Exercise prompt: In the review excerpts, which publication is listed with Rumaan Alam?
++++ Document passage ++++
The I Index

Peter Biskind,
Los Angeles Times
... at once a lively tale of growing up lower-middle-class in Brooklyn; a gossipy account of scrambling up the comedy ladder from tabloid gag writer to Oscar winner; an aggrieved attack on Mia Farrow; and a look in the rear-view mirror at his long career with the aim of assessing its worth. (His verdict: not much.) If you’re 100% convinced that he molested his daughter Dylan, this book is not for you. But for those of us who admire that career and can still muster an interest in it, this memoir is for the most part a pleasure to read and entertaining company.
Dwight Garner,
The New York Times Book Review
Volunteering to review [Apropos of Nothing], in our moral climate, is akin to volunteering for the 2021 Olympic javelin-catching team. I told my wife and daughter my plan, and they stared at me as if I’d announced my intention to find the nearest functioning salad bar and lick the sneeze guard.
Rumaan Alam,
The New Republic
Allen is surprisingly forthright on the various accusations against him.
++++ Dataset ++++
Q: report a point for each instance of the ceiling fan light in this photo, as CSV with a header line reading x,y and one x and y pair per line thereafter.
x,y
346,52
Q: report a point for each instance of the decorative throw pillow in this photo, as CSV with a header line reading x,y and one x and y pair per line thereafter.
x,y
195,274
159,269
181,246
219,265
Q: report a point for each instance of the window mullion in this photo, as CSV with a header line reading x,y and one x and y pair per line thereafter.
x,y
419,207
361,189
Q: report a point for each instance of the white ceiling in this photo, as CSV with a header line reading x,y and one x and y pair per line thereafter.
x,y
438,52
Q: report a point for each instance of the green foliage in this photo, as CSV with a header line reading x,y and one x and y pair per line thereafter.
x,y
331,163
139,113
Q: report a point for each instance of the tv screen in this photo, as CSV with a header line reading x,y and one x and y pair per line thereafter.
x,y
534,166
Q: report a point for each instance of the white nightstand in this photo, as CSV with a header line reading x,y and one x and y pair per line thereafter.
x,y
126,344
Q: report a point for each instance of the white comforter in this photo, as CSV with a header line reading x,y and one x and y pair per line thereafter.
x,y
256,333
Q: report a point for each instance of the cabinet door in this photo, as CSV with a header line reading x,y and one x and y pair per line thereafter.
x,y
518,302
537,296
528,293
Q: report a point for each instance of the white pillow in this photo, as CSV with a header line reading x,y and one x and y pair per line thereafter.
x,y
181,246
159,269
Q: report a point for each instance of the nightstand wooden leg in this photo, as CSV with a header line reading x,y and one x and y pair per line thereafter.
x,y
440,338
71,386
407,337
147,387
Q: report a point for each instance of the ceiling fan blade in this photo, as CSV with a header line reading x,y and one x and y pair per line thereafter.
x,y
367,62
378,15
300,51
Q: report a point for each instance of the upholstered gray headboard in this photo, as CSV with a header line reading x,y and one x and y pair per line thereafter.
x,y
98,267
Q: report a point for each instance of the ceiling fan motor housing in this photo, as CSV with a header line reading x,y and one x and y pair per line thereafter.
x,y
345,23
++++
Exercise result: The New Republic